Problems and tasks:
- A) In the passage on the Cần Thơ airfield, how much fill was eventually moved to build the runway, taxi ramps and headquarters building?
- B) Carry on the passage on the Cần Thơ airfield from its final sentence.

Passage for review:
....
In mid-1963 Military Assistance Command, Vietnam (MACV) proposed the construction of a 6,000 ft runway at Cần Thơ to replace the existing 3,000 ft runway at Sóc Trăng Airfield which was unsuitable for night and wet weather operations with a projected US$4.5 million construction cost and a 2-year construction period.

In January 1964 given the need for heavier aircraft to be available for quick reaction air support in the Mekong Delta, CINCPAC approved the construction of a new airfield at Cần Thơ for a cost of US$2.5 million to be ready within one year.

Construction of the new airfield began in February 1964. The selected site was low-lying swampland adjacent to the Bassac River and the Seabees operated a dredge on the Bassac 22 hours a day to produce landfill for the site. However the quality of the fill produced was poor and when the project passed to construction contractor RMK-BRJ they resorted to bringing in sand from elsewhere, eventually moving over 680,000 cubic yards of fill to create the 6,000 ft asphalt runway, taxi ramps and headquarters building.

==USAF use==
On 8 May 1965 the 22nd Tactical Air Support Squadron equipped with 30 O-1 Bird Dogs was established at Binh Thuy.
....
Exercise data:
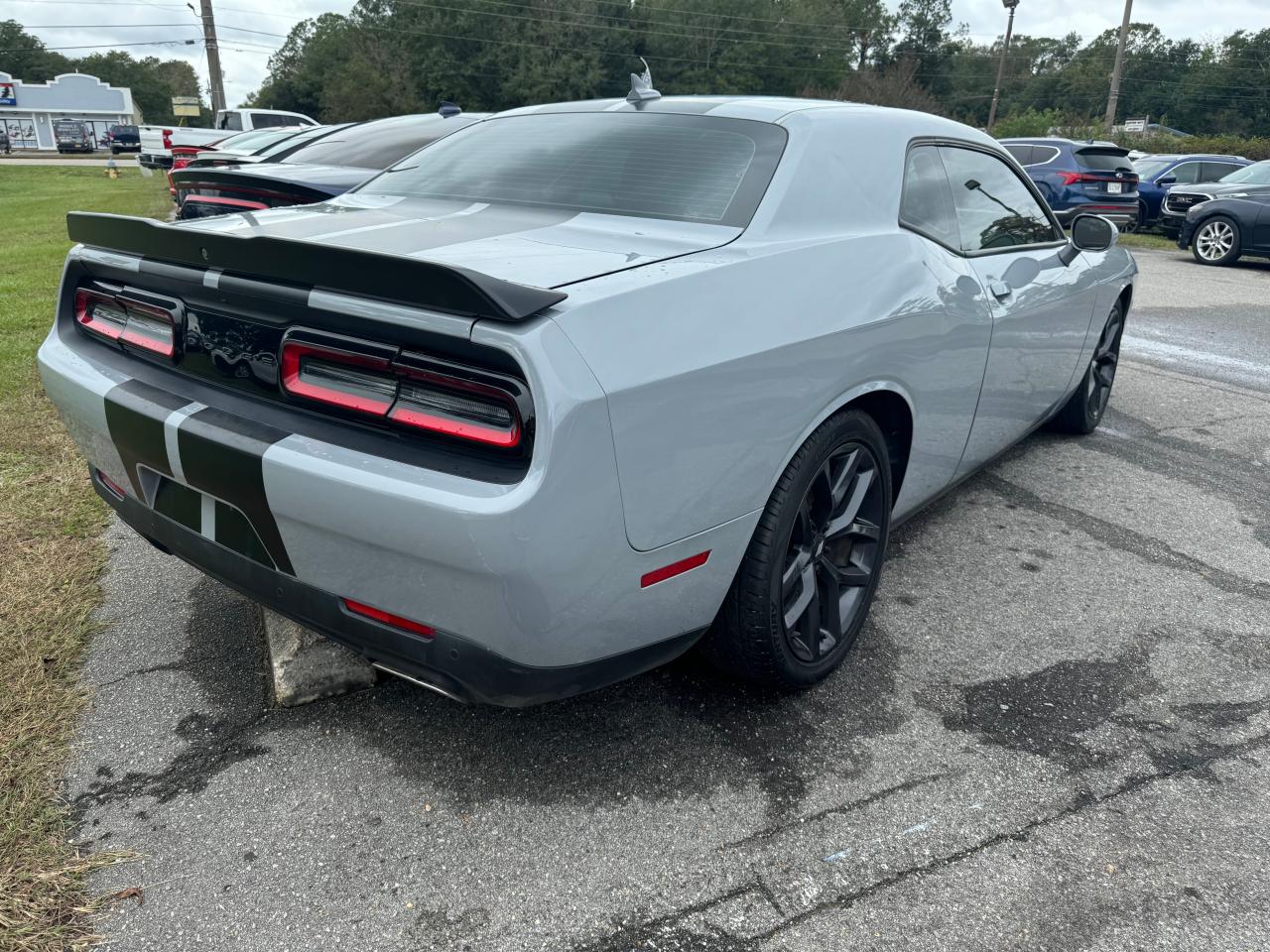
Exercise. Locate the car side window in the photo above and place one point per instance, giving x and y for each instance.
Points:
(1023, 154)
(1211, 172)
(1187, 173)
(926, 203)
(994, 208)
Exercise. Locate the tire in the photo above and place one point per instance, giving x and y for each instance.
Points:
(1082, 413)
(820, 544)
(1216, 241)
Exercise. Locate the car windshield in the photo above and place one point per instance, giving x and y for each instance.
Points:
(1255, 175)
(1150, 168)
(298, 139)
(657, 166)
(248, 143)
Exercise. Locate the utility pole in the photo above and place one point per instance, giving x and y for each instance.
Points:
(213, 58)
(1119, 63)
(1001, 66)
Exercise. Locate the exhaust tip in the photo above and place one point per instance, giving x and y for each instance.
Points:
(420, 682)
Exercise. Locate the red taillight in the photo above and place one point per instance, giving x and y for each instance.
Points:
(397, 621)
(1072, 178)
(99, 313)
(338, 377)
(457, 408)
(149, 327)
(670, 571)
(411, 391)
(146, 326)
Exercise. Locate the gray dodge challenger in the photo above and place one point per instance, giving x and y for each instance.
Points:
(584, 385)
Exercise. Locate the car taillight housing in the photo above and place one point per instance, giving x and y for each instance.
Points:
(1072, 178)
(407, 390)
(121, 318)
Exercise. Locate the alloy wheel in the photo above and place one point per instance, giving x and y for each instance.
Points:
(833, 553)
(1214, 240)
(1106, 356)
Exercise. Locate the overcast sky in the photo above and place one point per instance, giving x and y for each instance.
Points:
(62, 23)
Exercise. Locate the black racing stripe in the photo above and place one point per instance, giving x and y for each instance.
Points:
(135, 414)
(222, 454)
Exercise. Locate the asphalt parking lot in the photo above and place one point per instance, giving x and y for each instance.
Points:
(1053, 734)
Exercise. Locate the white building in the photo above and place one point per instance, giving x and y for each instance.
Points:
(28, 109)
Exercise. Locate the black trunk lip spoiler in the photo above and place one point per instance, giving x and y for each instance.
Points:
(409, 281)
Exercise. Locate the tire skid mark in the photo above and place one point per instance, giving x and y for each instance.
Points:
(1125, 539)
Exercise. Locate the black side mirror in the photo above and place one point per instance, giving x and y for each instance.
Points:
(1091, 232)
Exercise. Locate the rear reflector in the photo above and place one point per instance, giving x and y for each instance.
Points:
(111, 484)
(670, 571)
(395, 621)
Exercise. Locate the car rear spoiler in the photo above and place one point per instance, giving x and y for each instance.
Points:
(430, 285)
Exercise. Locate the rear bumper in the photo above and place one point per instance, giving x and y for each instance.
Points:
(534, 578)
(1124, 213)
(449, 664)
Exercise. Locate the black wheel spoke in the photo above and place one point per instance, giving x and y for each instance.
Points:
(833, 547)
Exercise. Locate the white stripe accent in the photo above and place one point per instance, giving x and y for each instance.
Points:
(208, 517)
(402, 315)
(169, 436)
(468, 209)
(112, 259)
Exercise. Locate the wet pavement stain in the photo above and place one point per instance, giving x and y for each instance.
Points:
(1047, 712)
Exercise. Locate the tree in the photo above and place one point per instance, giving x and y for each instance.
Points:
(23, 56)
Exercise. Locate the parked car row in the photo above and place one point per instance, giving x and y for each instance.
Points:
(299, 167)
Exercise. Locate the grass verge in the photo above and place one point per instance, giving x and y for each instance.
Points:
(1150, 240)
(51, 557)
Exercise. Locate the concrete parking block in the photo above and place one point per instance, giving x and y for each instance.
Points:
(308, 666)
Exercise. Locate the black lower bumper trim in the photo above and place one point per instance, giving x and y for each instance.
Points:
(452, 664)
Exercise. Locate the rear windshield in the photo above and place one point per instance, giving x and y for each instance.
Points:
(377, 145)
(1103, 159)
(1255, 175)
(1148, 168)
(654, 166)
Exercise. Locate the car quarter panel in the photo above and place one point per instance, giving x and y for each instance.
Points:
(716, 371)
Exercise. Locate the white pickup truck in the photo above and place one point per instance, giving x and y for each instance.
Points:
(157, 141)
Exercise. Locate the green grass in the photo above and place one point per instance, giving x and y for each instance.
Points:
(51, 557)
(1150, 240)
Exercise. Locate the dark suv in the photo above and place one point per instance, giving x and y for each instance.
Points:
(123, 139)
(1080, 177)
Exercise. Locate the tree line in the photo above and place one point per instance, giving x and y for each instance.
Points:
(393, 56)
(153, 81)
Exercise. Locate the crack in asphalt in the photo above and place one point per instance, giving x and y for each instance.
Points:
(1017, 835)
(653, 933)
(769, 832)
(1125, 539)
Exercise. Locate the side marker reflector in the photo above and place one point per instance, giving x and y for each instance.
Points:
(670, 571)
(395, 621)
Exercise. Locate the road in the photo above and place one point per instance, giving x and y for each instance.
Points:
(1052, 735)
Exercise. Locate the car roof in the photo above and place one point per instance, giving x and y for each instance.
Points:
(761, 108)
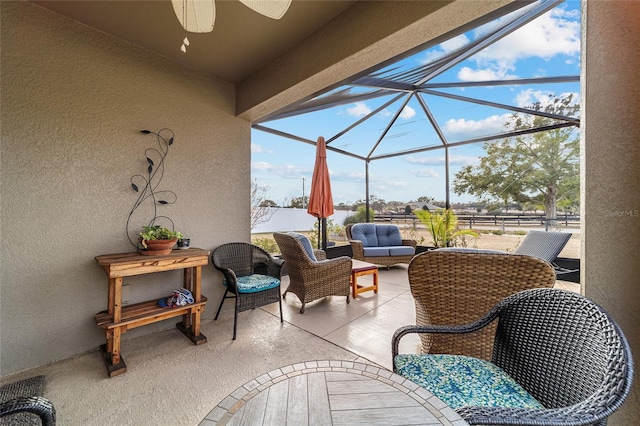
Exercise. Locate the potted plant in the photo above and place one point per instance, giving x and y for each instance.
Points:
(157, 240)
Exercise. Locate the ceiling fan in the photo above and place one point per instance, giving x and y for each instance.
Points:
(198, 16)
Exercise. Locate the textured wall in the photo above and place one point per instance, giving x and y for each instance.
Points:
(611, 169)
(72, 103)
....
Answers for the exercise:
- A) Over 680,000 cubic yards.

- B)
In June 1965 the base became a forward operating location for AC-47 Spooky gunships of E Flight of the 4th Air Commando Squadron.

On 15 September 1965 Detachment 10, 38th Aerospace Rescue & Recovery Squadron equipped with 2 HH-43F helicopters deployed to the base to support flight operations.

On 20 February 1966 a VC mortar attack on the base was stopped by fire from one of the base's AC-47s as was another mortar attack on 8 July.

On 14 October 1967 following the activation of the 14th Air Commando Squadron at Nha Trang Air Base the AC-47s of E Flight, 4th Air Commando Squadron were replaced by 5 AC-47s of D Flight 14th Air Commando Squadron.

During the Tet Offensive, Viet Cong (VC) forces attacked the base with mortar and rocket fire and on 13 February launched a ground attack on base which was repulsed by USAF Security Police for no US or South Vietnamese losses.

On 26 June 1969, all AC-47s of D Flight, 3rd Special Operations Squadron which had absorbed the assets of 14th Air Commando Squadron, were flown to Nha Trang Air Base for transfer to the RVNAF.

On 20 December 1969 Detachment 10, 38th Aerospace Rescue & Recovery Squadron was disbanded.

On 15 January 1970 the 22nd Tactical Air Support Squadron left Binh Thuy and moved to Bien Hoa Air Base.

In February 1970 as part of the process of Vietnamization the USAF began handing over control of Binh Thuy to the RVNAF 4th Air Division and this was completed by the end of the year.

==US Navy use==
On 25 September 1967 HA(L)-3 Detachment 7 was activated at the base, they would remain here until their deactivation in March 1972.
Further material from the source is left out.